Passage provided START
Will New Children's Center Change Pediatric Medicine at Hopkins?

Realizing the Promise in the Bloomberg Children's Center

NCB-Night

The Charlotte R. Bloomberg Children's Center and, at left, neighboring Sheikh Zayed Tower.

On the evening of April 12th, the Mayor of New York City stood before more than 1,400 dignitaries, donors, and doctors. They had all gathered for the dedication of The Charlotte R. Bloomberg Children’s Center, and His Honor, Charlotte’s son, Michael Bloomberg, was in fine form. In tones both hopeful and bar-setting, Bloomberg spoke of the promise of the impressive new 12-story edifice. “If this center will bring the youngest and most vulnerable patients the kind of care and comfort that they need; if it will increase the knowledge and experience of the greatest doctors and teachers; if it will inspire other institutions to do more and do better,” said Bloomberg, “then we all will be happy.” So what will it take to make all those ‘ifs’ go away? And how far can a new Children’s Center take Hopkins down that path?

Consider what may eventually be called, simply, “The Choice.” When the history of this clinical building is written in a few generations, of all the decisions that will have woven its hopefully successful tale, perhaps none will have been more critical than the judgment to integrate the new children’s hospital into the existing East Baltimore campus.

The choice of whether to go free¬standing or remain physically part of the medical community was a matter of lengthy debate. According to Children’s Center Director George Dover, several off-campus sites were on the table, including a potential “Super Center” that would have combined the institutional knowledge and experience of both Hopkins and the University of Maryland in a central downtown location.

Dover well understood the allure and prestige of a move to a freestanding structure. He notes that many of the country’s finest care centers for children have stand-alone status, including Children’s Hospital of Philadelphia (CHOP), D.C.’s Children’s National Medical Center, and Wilmington’s (DE) Nemours/DuPont Hospital for Children.

Dover could have pushed in that direction, but feared that achieving breakaway status would negatively impact the kind of visionary medicine he felt bore the Hopkins stamp. In Dover’s mind, it came down to a single priority: Be the best, or be the biggest. From that vantage point, the call practically made itself. “We never designed this place to be the biggest,” says Dover. “In fact, the number of beds in this building is smaller than D.C. Children’s, CHOP, and DuPont, our major competitors. We didn’t even try to get where they were.”

Dover says limiting size directly affects quality of care, both now and in the future. Pushing up the bed count strictly to pump up the volume of patients could, in Dover’s opinion, fundamentally alter the Children’s Center’s century-old mission. “If we hired faculty to serve those additional beds, and they were working 100 percent of the time, clinically, they wouldn’t be innovating, they’d just be keeping up with the clinical demands,” Dover says. “We still want to hire physicians who can do both research and clinical work, but if we grow too big, our faculty won’t have the time to do both.”
Passage provided END
Records provided START
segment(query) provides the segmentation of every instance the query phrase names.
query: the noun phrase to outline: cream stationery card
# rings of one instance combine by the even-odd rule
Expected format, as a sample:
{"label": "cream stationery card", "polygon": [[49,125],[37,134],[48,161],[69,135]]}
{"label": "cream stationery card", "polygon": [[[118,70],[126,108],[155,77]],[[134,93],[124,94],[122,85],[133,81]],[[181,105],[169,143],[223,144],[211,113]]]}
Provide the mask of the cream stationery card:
Records provided END
Assigned task A: Condense the paragraph of the article on the Bloomberg Children's Center that begins "Dover says limiting size" into a short bulleted list that keeps its main facts.
Assigned task B: In the article on the Bloomberg Children's Center, how many people gathered for the dedication on April 12th?
Assigned task C: Extend the article on the Bloomberg Children's Center, starting after its final paragraph.
The data above are not used in any of the tasks.

Answer space A:
- Dover holds that limiting size directly affects quality of care, now and in the future.
- In his view, adding beds merely to raise patient volume could fundamentally alter the Children's Center's century-old mission.
- Faculty hired to serve extra beds and working entirely in clinical care would only keep up with demand instead of innovating.
- The Center still wants physicians who do both research and clinical work, and growing too big would leave faculty without time for both.

Answer space B: More than 1,400 dignitaries, donors, and doctors.

Answer space C:
To Dover, freestanding status would have limited the fertile ground for seeding such breakthroughs, the research equivalent of moving from a beautiful botanical garden to a rooftop herbal planter. Dover cites the thoughts of the last Children’s Center director who opened a new hospital, Robert Cooke. In 1964 Cooke, in his dedication speech, worried that moving into the larger CMSC could trigger rapid growth, create silos, and weaken pediatrics’ long-standing reputation for collegiality with their adult medicine counterparts. “(Cooke said) that the culture depended upon people being close to each other, bumping into each other,” to create and nurture ideas, says Dover. “That without this closeness, the ‘aura’ around pediatrics could be threatened.” That concern resonated a half-century later as Dover contemplated the Children’s Center’s path. He decided to stay on the road well traveled.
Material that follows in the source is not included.